[Opening EXTRACT TO READ section]

I don’t see the value of having separate “cell sets” that are distinct from cell types. The cell ontology handles these hierarchical relationships through the type-subtype hierarchy. In the immune system, a central memory helper T cell is_a helper T cell is_a T cell is_a lymphocyte is_a leukocyte. These are all cell types and some include collections (sets) of cell types. Is this what is being sought using the cell set nomenclature proposed. If so, I don’t think it is necessary.

There is a desire that this naming convention would be “extensible to the larger cell typing community” but it is not clear what this would look like for cells in other organs.

I’m more concerned with cell type definitions than cell type names. As you know, we have developed the NS-Forest method to objectively select necessary and sufficient marker genes with statistical measures of their classification accuracy that can be used to construct reproducible cell type definitions. However, we have found that these optimal marker genes are different from the genes currently being used for these cell type names, which are being selected by procedures that are unclear to me. This could lead to some confusion for the users. To make the proposed nomenclature consistent will the cell type definition, we would select the best marker gene for the granular cell type and the parent cell type, if that is what is desired. Thus the name for Inh L1-2 PAX6 CDH12 cell type listed above, would be Inh L1-2 FBXL7 TGFBR2. This may not mesh precisely with prior knowledge, but this is the most logical way to support automated naming and definition construction.

[Closing EXTRACT TO READ section]

## TASK TO CARRY OUT
Copy out the passage of the cell type naming comment starting at "I don’t see" and ending at "it is necessary.".

[Opening DATA section]

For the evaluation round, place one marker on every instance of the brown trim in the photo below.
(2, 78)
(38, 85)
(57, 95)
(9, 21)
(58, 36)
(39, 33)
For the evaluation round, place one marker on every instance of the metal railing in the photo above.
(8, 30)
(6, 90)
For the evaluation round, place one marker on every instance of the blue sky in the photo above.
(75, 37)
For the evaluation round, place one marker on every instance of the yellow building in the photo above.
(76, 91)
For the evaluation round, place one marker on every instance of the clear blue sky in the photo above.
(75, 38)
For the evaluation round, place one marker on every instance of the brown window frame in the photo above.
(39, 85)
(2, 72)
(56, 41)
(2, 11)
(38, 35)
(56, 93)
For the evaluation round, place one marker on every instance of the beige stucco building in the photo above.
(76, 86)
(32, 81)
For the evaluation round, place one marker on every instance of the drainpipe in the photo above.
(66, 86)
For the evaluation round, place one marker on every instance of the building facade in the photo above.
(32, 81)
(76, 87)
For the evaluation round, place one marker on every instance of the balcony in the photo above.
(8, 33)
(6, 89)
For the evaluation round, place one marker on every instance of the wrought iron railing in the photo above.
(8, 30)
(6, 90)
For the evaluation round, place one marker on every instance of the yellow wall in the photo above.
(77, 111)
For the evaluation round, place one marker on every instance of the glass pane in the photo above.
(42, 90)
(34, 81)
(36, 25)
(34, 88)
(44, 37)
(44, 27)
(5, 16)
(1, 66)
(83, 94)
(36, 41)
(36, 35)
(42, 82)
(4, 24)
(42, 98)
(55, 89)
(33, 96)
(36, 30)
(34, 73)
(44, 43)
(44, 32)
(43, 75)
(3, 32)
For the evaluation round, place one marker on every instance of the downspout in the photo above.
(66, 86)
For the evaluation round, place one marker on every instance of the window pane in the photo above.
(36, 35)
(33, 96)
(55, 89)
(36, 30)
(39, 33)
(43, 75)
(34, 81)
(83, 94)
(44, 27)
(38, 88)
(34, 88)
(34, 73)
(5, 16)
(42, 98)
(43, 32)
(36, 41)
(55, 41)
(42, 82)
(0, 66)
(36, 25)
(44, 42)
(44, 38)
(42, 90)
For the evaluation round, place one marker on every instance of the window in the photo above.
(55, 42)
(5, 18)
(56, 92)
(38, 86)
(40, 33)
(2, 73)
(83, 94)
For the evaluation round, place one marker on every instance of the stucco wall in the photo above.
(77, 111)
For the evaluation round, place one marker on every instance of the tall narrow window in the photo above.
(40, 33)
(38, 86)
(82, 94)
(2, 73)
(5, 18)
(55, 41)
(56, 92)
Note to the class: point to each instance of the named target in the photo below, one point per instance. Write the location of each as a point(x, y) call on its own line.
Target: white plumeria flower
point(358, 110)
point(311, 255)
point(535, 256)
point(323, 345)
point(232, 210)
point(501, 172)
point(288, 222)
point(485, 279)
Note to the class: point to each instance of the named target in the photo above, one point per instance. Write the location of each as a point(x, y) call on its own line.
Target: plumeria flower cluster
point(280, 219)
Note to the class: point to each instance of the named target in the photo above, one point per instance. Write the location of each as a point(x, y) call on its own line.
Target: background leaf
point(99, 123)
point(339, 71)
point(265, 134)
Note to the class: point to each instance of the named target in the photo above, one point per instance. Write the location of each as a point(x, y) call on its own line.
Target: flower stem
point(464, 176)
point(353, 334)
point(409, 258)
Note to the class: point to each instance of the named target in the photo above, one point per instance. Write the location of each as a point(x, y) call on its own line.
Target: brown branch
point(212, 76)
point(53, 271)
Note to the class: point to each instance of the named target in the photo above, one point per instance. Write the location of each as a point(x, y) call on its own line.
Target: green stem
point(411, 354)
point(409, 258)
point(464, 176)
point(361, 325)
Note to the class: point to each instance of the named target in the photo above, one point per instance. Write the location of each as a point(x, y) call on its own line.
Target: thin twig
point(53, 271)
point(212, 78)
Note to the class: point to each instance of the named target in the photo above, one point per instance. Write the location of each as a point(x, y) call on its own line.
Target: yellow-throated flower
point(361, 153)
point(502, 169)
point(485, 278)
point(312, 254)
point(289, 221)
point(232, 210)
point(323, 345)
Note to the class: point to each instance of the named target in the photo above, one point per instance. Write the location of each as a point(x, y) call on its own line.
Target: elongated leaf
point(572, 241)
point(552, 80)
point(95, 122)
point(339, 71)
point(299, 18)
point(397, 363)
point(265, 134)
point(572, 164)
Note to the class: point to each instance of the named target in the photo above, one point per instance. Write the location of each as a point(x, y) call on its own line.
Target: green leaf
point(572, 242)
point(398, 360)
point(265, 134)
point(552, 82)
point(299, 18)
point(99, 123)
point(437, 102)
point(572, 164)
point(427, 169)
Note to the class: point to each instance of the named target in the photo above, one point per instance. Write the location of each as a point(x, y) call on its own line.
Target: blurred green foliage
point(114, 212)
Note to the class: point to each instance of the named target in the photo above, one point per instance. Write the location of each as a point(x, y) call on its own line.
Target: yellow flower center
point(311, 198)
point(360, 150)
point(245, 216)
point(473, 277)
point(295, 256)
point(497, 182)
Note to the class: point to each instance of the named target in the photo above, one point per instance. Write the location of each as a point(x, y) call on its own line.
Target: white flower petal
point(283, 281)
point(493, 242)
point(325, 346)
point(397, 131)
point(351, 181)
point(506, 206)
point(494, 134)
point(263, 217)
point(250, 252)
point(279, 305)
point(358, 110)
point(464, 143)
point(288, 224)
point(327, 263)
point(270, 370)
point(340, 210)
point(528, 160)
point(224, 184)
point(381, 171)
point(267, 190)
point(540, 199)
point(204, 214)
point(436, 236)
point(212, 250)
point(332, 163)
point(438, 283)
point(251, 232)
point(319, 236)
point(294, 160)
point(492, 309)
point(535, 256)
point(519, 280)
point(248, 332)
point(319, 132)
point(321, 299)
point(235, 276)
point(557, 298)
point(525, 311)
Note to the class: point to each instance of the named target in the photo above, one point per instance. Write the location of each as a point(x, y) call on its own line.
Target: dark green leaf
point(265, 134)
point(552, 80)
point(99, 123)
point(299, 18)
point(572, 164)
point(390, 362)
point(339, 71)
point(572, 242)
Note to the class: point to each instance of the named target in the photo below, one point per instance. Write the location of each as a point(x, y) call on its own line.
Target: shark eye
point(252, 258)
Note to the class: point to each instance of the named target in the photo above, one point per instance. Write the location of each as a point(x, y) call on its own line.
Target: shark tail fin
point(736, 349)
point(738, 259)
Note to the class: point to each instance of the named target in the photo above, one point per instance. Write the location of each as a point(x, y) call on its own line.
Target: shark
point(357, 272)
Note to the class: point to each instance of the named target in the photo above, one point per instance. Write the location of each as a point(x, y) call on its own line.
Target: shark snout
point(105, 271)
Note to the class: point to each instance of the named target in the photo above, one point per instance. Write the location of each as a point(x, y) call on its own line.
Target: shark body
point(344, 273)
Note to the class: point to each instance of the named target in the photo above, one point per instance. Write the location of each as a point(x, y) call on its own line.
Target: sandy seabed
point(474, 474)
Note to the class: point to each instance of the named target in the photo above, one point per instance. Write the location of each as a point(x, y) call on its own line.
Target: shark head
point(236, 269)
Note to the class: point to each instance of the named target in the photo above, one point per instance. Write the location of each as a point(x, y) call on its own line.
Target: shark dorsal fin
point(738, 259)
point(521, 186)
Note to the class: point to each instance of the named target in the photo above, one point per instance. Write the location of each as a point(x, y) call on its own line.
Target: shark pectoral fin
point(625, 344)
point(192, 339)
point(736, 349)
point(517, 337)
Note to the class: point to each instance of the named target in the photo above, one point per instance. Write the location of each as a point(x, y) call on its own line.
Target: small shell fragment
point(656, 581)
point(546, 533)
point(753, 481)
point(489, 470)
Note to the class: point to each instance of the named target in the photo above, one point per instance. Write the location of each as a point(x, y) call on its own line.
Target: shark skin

[Closing DATA section]
[Opening DATA section]

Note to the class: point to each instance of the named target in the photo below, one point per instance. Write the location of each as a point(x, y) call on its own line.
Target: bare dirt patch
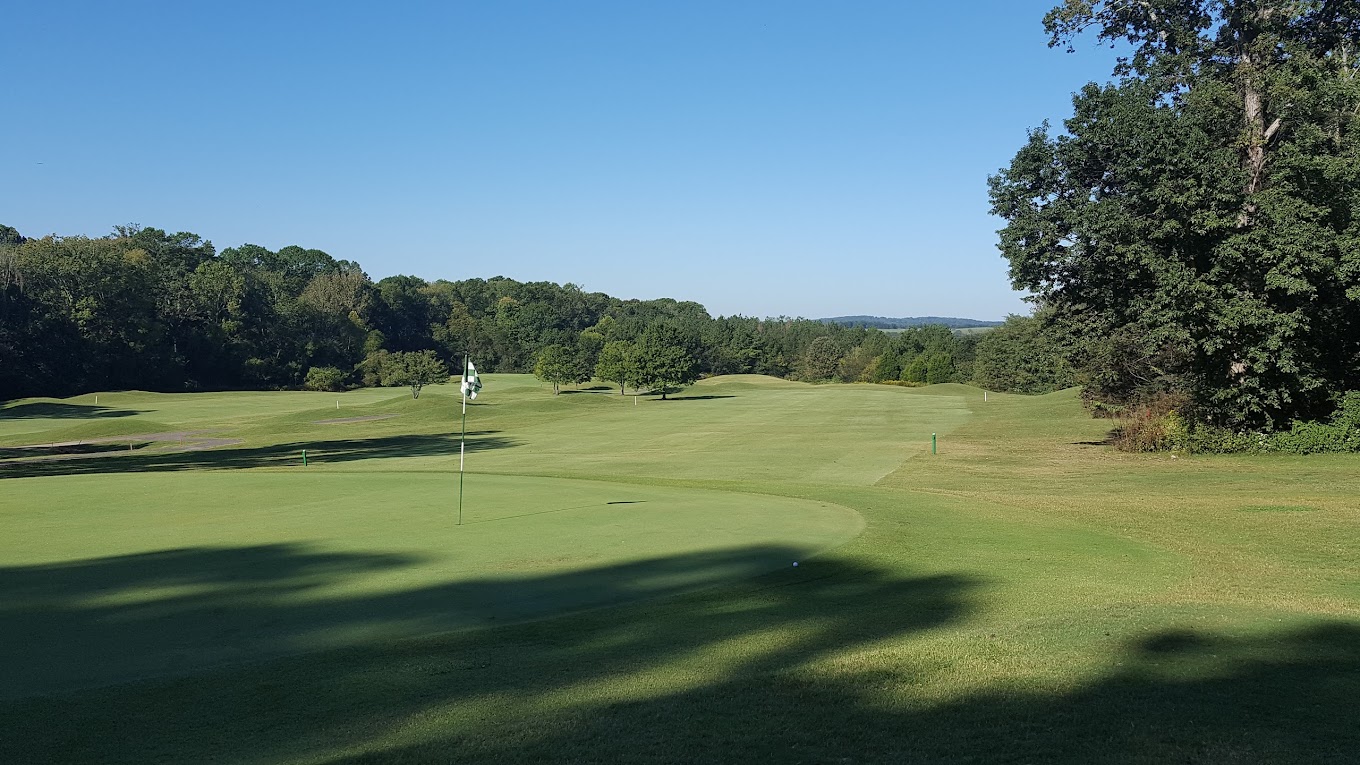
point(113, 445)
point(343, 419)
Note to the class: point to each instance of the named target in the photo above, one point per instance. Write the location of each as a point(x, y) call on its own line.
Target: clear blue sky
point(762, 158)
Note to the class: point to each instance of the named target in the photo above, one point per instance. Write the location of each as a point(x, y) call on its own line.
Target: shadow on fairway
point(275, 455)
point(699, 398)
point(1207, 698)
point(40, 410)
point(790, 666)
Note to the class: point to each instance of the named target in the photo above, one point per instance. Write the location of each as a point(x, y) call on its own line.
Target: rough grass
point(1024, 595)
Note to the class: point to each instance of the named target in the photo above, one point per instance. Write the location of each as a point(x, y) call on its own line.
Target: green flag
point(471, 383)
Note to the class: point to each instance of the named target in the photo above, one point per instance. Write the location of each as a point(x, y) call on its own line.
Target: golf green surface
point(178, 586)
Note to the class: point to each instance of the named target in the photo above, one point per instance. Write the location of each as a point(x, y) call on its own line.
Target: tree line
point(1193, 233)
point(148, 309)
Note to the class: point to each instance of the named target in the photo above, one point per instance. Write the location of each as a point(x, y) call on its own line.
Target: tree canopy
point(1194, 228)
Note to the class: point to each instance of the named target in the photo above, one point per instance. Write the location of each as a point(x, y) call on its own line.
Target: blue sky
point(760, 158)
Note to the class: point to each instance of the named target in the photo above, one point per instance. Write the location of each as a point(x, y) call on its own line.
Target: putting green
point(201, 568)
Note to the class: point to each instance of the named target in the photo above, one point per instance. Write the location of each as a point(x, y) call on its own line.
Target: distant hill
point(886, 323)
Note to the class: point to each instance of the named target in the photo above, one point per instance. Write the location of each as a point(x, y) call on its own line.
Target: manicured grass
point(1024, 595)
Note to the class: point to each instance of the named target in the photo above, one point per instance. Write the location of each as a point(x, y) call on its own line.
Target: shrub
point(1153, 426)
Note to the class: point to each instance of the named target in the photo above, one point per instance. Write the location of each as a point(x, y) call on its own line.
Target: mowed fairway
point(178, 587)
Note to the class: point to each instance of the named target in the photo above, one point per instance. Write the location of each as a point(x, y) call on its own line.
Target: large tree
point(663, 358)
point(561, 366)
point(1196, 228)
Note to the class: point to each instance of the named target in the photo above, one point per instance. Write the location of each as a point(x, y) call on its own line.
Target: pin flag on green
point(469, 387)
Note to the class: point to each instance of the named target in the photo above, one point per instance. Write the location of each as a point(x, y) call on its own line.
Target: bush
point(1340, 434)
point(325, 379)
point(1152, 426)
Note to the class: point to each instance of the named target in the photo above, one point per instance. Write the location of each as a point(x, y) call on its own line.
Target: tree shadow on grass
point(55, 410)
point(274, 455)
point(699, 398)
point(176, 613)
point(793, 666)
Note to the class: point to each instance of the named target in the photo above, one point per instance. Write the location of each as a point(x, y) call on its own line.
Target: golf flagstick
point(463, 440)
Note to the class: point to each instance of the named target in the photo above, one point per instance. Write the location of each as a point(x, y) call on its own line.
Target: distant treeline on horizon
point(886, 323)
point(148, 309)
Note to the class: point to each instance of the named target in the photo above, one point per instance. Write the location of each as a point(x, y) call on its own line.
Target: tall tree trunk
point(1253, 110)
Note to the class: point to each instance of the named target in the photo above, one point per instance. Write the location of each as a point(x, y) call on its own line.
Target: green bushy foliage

[Closing DATA section]

## RESULT OF THE TASK
I don’t see the value of having separate “cell sets” that are distinct from cell types. The cell ontology handles these hierarchical relationships through the type-subtype hierarchy. In the immune system, a central memory helper T cell is_a helper T cell is_a T cell is_a lymphocyte is_a leukocyte. These are all cell types and some include collections (sets) of cell types. Is this what is being sought using the cell set nomenclature proposed. If so, I don’t think it is necessary.